[THE TASK]: Copy out the post below on the Occupy movement and an electoral strategy word for word, from its byline to its last sentence.

[EXTRACTED TEXT]:
————
Posted November 1, 2011 By Dave Thomer

Yesterday I suggested that without an electoral strategy, the Occupy movement would probably need to focus on economic and social disruption in order to achieve their goals. I’d like to return to that idea of an electoral strategy for a moment. I understand that the Occupy movement taps into sentiments across the political spectrum, and I don’t want to lump them all together as some kind of left wing Tea Party. So I am not surprised that there are no candidates jumping up to run on the Occupy party line the way many conservatives jumped to run on or under the Tea Party banner. But I still think that the shortest line between the present and the desired future of the Occupy movement runs straight through the voting booth.
————
[RECORDED DATA]:
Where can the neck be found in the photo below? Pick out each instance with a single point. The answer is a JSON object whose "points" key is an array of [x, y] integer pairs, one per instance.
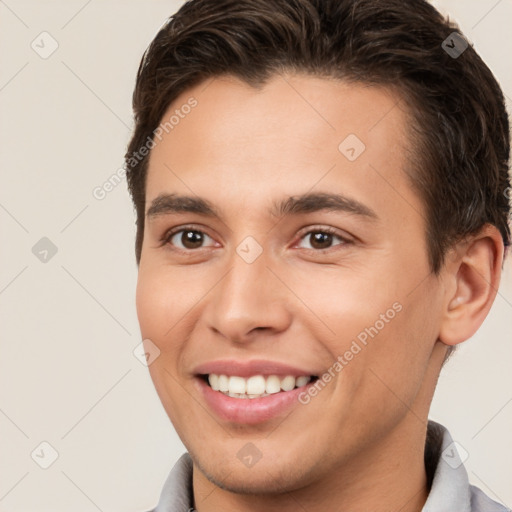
{"points": [[389, 476]]}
————
[EXPECTED ANSWER]:
Posted November 1, 2011 By Dave Thomer

Yesterday I suggested that without an electoral strategy, the Occupy movement would probably need to focus on economic and social disruption in order to achieve their goals. I’d like to return to that idea of an electoral strategy for a moment. I understand that the Occupy movement taps into sentiments across the political spectrum, and I don’t want to lump them all together as some kind of left wing Tea Party. So I am not surprised that there are no candidates jumping up to run on the Occupy party line the way many conservatives jumped to run on or under the Tea Party banner. But I still think that the shortest line between the present and the desired future of the Occupy movement runs straight through the voting booth.